Lines before the one containing "Expected behaviour: a marker sits on the pile" are to be left out; reproduce that line and all the rest of the entries exactly.

= Supplied entries =

———

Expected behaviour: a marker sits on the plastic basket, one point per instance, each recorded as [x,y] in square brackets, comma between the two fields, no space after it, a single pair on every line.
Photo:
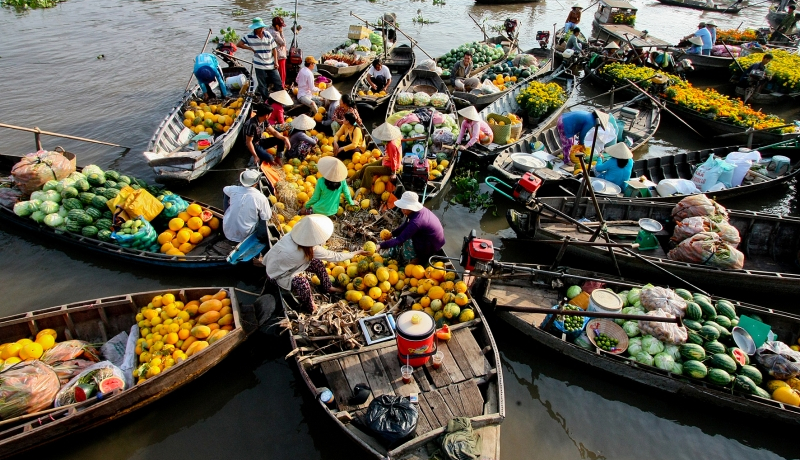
[501,132]
[358,32]
[610,329]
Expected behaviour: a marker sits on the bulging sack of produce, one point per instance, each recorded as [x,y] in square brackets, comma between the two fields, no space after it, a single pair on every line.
[779,360]
[698,205]
[35,169]
[708,248]
[27,388]
[657,297]
[669,333]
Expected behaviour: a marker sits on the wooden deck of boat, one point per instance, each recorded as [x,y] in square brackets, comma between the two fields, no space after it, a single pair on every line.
[444,393]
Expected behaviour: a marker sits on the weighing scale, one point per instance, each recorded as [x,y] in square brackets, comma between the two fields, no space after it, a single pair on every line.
[646,237]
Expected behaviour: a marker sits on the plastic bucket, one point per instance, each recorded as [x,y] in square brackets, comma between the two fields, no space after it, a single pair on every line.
[236,82]
[605,301]
[415,341]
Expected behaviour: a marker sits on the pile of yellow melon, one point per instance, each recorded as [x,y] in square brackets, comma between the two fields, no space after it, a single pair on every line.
[171,331]
[212,119]
[187,230]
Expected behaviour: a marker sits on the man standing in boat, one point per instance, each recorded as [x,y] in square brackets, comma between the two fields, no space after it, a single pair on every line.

———

= Solved problem =
Expected behaviour: a marker sits on the pile of yellow melon, one point per instance, each recorded as [x,y] in square brackets, comma between the two fields, no space after it, a single pair on every line.
[171,331]
[212,119]
[187,230]
Expected behaviour: a marker sits on the man standing in boat, one point per instance, each recorded as [x,y] in square brackets, comma between the two fields, no space after it, a single pair on every line.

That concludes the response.